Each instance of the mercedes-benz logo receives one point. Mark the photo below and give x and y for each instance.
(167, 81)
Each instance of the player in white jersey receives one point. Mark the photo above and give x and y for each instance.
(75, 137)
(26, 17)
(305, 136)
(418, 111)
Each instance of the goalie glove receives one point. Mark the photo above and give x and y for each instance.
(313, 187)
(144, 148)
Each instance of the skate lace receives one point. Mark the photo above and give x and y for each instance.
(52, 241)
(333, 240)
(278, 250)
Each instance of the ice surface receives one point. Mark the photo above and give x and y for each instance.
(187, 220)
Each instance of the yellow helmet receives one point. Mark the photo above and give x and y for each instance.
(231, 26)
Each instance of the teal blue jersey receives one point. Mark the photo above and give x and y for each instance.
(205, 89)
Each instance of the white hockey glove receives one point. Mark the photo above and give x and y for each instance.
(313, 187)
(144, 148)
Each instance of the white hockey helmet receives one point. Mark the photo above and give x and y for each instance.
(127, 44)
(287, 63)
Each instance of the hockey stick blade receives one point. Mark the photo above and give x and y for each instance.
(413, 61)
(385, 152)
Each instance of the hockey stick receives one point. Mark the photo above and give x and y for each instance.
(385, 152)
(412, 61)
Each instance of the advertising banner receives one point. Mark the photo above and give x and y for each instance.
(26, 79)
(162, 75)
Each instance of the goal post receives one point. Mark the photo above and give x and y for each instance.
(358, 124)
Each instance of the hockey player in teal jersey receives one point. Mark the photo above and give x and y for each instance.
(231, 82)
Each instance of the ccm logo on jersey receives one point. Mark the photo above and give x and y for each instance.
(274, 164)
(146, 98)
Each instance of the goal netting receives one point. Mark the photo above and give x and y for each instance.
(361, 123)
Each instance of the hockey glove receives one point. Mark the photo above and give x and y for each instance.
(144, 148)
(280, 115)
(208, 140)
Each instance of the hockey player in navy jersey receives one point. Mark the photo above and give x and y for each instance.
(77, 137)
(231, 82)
◇ ◇ ◇ ◇
Exercise>
Write out all of the material above again, word for word and unchanged, from the first line to the last.

Solved problem>
Each instance of the mercedes-benz logo receives one point. Mark the photo below and give x and y for each instance.
(167, 81)
Each instance of the player in white jersey receives one point. Mark the photo above and give x and y for each instance.
(75, 137)
(26, 17)
(305, 136)
(418, 111)
Each instance of the goalie glove receives one point. Mark the photo above and give x and y for each instance.
(313, 187)
(144, 148)
Each instance of the skate lace receives one point. Mark the photo above and give x and y for each instance.
(52, 241)
(333, 240)
(278, 250)
Each instance of the ice surface receives one point. Mark the photo above and give x and y for each instance.
(187, 220)
Each instance of the yellow helmet receives one point. Mark the photo above and give x and y for each instance.
(231, 26)
Each instance of the teal blue jersey receives one point. Mark the photo above and give x and y for each instance.
(205, 89)
Each instance of the white hockey glove receives one point. Mark the photo above and give x and y for each instance.
(313, 187)
(144, 148)
Each instance of the white hockey helmet receives one point. Mark the photo above and give x and y for each instance.
(127, 44)
(287, 63)
Each instance of the hockey stick blade receives one point. Mark the photo above and give x and y for each instance.
(413, 61)
(385, 152)
Each instance of the hockey stick receives one point. Mark the photo above and give x and y for each instance.
(385, 152)
(412, 61)
Each instance of the advertising banner receives one point. Mark the photo above and give x and y for each instance.
(26, 79)
(162, 75)
Each instance of the goal post receives one point. Mark the photo above and give x and y for each instance.
(358, 124)
Each instance of the hockey player in teal jersey receives one point. Mark the photo above and give x and y for each instance.
(231, 82)
Each instance of the ccm logo on jersey receives one point. Mark the photo above and give x and y for each instance.
(274, 164)
(146, 98)
Each instance of the goal netting receives one point. Mark the photo above and give x and y for each instance.
(361, 123)
Each instance of the hockey glove receives one point. Mark the photo above and give x and y for each instance.
(144, 148)
(280, 115)
(208, 140)
Each instance of the hockey player in navy jersey receives one point. Mark the photo above and give x and y for each instance.
(77, 137)
(231, 82)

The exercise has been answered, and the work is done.